→ TEXT PROVIDED:
==========

Ever have a script or data pipeline you need to run on a remote machine? Ever wish you could just run your existing code on that machine, data and all? Don't want to do the "right thing" and use Docker? Well hey, you've come to the right place.
This will find the cheapest availability zone on AWS for an instance type you give it, launch a specified AMI in that availability zone, copy your current code and data directory to the machine, and automatically put you in an ssh session and browser session.
I most often use it with this AMI:
It ranks them by price and price variance, so your instance is less likely to get shut down by changes in demand.
There are a few things you need to do to get started, but thankfully I've made a bunch of scripts to make it easy.
To install, run:
python setup.py
- First, make sure your default AWS credentials work ok by running:
aws configure
- Pick an AMI. Use a public one, make your own, whatever. Then, to make sure your AMI is available in all regions, run the following:
aws-ami-copy -aws-access-key [...] -aws-secret-key [...] -ami [YOUR AMI ID HERE] -image_type [ubuntu, etc] -region [region ID]
- To make sure you have key access in all regions, run this to spread your key around:
This will generate your public key, copy it to a temporary file, and import the key pair to all available regions.
key-pairs-all-regions.sh /path/to/private/key.pem
All labbox configuration files are python files stored in ~/.lab_config
. The
config for a lab named my-lab
would be stored at ~/.lab_config/my-lab.py
.

==========

→ DATASET ENTRIES:
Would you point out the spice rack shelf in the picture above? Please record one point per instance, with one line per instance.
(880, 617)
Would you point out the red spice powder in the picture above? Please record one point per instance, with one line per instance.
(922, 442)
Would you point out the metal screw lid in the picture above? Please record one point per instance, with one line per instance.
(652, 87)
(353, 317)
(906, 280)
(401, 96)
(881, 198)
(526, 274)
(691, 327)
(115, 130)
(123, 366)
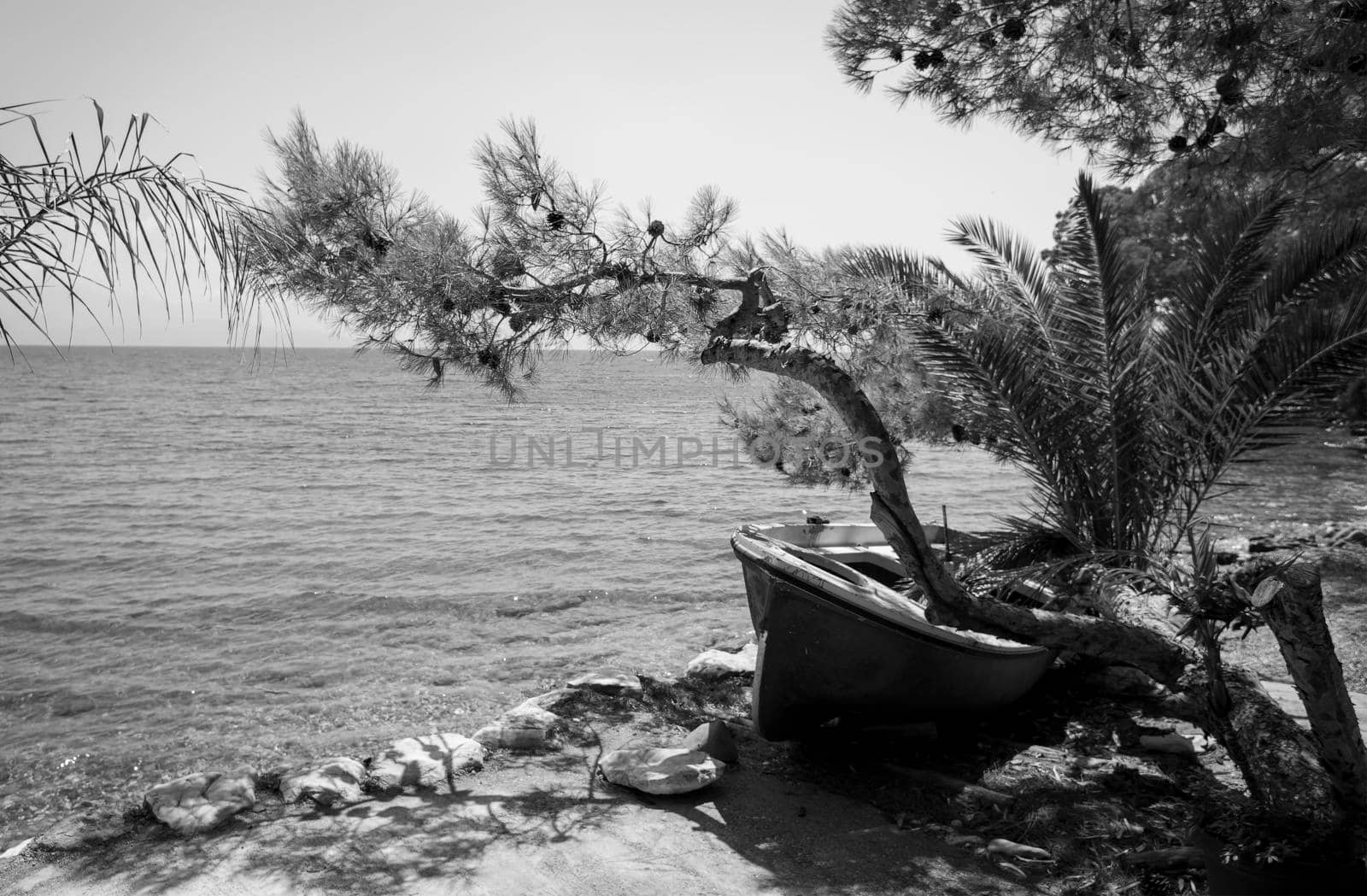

==========

→ REQUEST:
Pick up the labbox setup guide where it ends and write the part that comes next.

→ REPLY TO THE EXERCISE:
You can list all available configs by running:
labbox config ls
To create a new configuration named my-lab
, run:
labbox config new my-lab --from_existing default
the --from_existing
flag specifies if you'd like to copy an existing config.
Running this command without the flag automatically copies the default config.
To edit your new config in your editor, run:
labbox config edit my-lab
Go through the example configuration below, and make sure your new configuration has sensible values for all the variables.
Here is an example configuration file, annotated. All of these variables must be defined for each Labbox config!
# ================= Project Specific Config ===========
GROUP_NAME = "default" # string, name for the lab
# list of directories to exclude when making a code archive
ARCHIVE_EXCLUDES = ["R-drake"]
# URL of the S3 bucket to use when creating a code archive
S3_BUCKET = "s3://mixing"
# SSH username for the AWS instance. Almost always `ubuntu`
SSH_USER_NAME = "ubuntu"
# Local path to your AWS key
PATH_TO_KEY = "~/attic/aws_2/dan.pem"
# Relative path from your project root (where you will run the labbox commands)
# to your "data directory"
DATA_DIR = "../data"
# Relative path for directory where data processing output goes
OUTPUT_DIR = "output"
# =============== Default configs ==================
# Regions to examine
AWS_REGIONS = ['us-east-2']
# Labbox caches availability zone scans. This is the expiration time of that
# cache. Set it lower to keep your availability zone info up to date
AZ_PICKLE_EXPIRE_TIME_DAYS = 30
# Expiration time for spot pricing information scraped from AWS. Set lower to
# always have more up to date spot pricing info.
SPOT_PRICING_PICKLE_EXPIRE_SEC = 30 * 60
# =============== Personal config ==================
KEY_NAME = "dan"
# The AMI you use that must be available in every region must have a name.
# Labbox uses this name to find and launch your AMI.
AMI_NAME = 'lab-in-a-box'
# List of Instancetypes to use for calculating spot pricing.
# Labbox will use the first element of this list when choosing what instance
# type to launch.
INSTANCE_TYPES = ['r4.8xlarge']
# maximum bid for your spot request
BID = 0.8
# how many instances to launch. Right now usage is only defined for 1.
QTY_INSTANCES = 1
# how long to wait when requesting a server before Labbox decides it's timed
# out.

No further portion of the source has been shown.